** BEGIN Passage provided **
Ralph Lauren,  from Spring 2011 runway. Menswear inspired yet feminine, easy and flowing.
Ricky and Ralph Lauren. Photography by Durston Saylor
How could I write about Fashion Designers and their interior designs without including fashion icon Ralph Lauren? Architectural Digest featured Lauren's Bedford, NY estate, in November, 2004 in an article written by Stephen Drucker (now Editor-in-Chief of Town & Country) that was much clipped out and is still blogged about. The stone and slate Norman-style manor, built in 1919, is 17,000 square feet, and is situated on 250 acres of  manicured lawn and old-growth forest.

Just one of the Ralph Laurens' five houses, and two of his 70 vintage automobiles.


Looking at the drawing room, you get a real sense that the interior design is true to Ralph Lauren's style. According to Stephen Drucker, the design "...is English in flavor but with an American energy." Tartan, which has gone in and out of style over the years in the design world, has long been a style staple to Lauren, and is used liberally in both his fashion and his interiors.
** END Passage provided **
Answer these questions from the passage on Ralph Lauren's interiors:
1. In what year was the Bedford manor built?
2. How many vintage automobiles does the passage say Ralph Lauren owns?
3. Which pattern does the passage call a long-standing style staple for Lauren?
The items that follow have no connection to the passage on Ralph Lauren's interiors.
** BEGIN Data listing **
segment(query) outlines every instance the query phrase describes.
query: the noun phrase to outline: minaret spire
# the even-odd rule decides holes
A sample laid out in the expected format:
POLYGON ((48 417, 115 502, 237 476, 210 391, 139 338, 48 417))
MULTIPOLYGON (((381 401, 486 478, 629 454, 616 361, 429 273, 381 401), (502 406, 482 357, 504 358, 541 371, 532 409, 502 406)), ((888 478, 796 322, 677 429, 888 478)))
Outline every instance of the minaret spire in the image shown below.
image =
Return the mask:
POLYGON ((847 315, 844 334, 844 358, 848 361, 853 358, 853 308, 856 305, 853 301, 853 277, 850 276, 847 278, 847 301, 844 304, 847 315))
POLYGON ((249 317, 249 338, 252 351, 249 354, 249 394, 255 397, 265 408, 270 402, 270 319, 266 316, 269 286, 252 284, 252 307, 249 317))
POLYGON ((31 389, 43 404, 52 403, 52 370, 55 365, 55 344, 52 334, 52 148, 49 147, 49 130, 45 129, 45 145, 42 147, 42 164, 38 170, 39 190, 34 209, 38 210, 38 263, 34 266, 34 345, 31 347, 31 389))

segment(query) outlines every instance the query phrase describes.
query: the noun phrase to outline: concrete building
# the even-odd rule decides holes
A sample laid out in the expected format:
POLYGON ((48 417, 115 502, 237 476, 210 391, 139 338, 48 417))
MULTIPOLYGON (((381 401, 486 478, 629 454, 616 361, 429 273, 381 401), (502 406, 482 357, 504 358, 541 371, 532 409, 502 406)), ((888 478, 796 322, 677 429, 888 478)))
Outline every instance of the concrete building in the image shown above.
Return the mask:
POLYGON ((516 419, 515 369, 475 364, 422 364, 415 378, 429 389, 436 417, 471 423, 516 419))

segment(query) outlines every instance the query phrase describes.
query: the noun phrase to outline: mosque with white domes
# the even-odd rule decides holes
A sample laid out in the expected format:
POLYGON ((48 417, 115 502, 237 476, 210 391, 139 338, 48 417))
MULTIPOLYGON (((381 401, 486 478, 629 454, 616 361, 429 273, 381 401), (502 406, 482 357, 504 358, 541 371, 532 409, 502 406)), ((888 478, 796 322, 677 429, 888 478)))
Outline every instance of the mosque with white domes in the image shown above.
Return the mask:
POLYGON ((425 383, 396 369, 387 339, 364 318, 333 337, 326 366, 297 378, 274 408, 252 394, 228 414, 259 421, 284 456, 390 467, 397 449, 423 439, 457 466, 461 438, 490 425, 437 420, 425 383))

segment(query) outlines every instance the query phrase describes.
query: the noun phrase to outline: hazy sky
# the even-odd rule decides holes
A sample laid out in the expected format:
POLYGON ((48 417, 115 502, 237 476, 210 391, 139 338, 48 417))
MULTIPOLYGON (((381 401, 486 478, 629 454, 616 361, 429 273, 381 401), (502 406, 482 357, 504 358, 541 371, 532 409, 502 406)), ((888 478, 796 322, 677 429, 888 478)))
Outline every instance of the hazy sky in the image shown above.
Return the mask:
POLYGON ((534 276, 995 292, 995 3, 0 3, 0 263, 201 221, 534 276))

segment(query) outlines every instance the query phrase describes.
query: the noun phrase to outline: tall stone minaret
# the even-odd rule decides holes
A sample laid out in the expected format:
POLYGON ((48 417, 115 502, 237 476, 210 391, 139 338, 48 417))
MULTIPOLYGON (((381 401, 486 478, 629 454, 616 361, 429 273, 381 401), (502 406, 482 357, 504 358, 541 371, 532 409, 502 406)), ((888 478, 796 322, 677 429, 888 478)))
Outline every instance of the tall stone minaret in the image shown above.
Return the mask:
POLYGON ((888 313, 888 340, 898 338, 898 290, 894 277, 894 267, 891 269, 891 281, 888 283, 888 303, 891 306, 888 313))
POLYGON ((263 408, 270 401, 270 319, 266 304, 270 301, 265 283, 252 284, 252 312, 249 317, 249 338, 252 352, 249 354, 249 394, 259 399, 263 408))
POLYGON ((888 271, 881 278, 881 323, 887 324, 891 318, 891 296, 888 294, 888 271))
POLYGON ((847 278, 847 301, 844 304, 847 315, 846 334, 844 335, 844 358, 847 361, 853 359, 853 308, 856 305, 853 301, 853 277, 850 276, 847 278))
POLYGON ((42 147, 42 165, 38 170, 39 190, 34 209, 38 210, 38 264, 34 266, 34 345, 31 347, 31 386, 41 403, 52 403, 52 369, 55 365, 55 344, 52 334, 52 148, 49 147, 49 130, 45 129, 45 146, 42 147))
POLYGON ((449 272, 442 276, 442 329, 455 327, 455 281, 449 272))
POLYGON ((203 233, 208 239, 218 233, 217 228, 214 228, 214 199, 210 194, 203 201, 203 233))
** END Data listing **
> Solved problem
1. 1919
2. 70
3. Tartan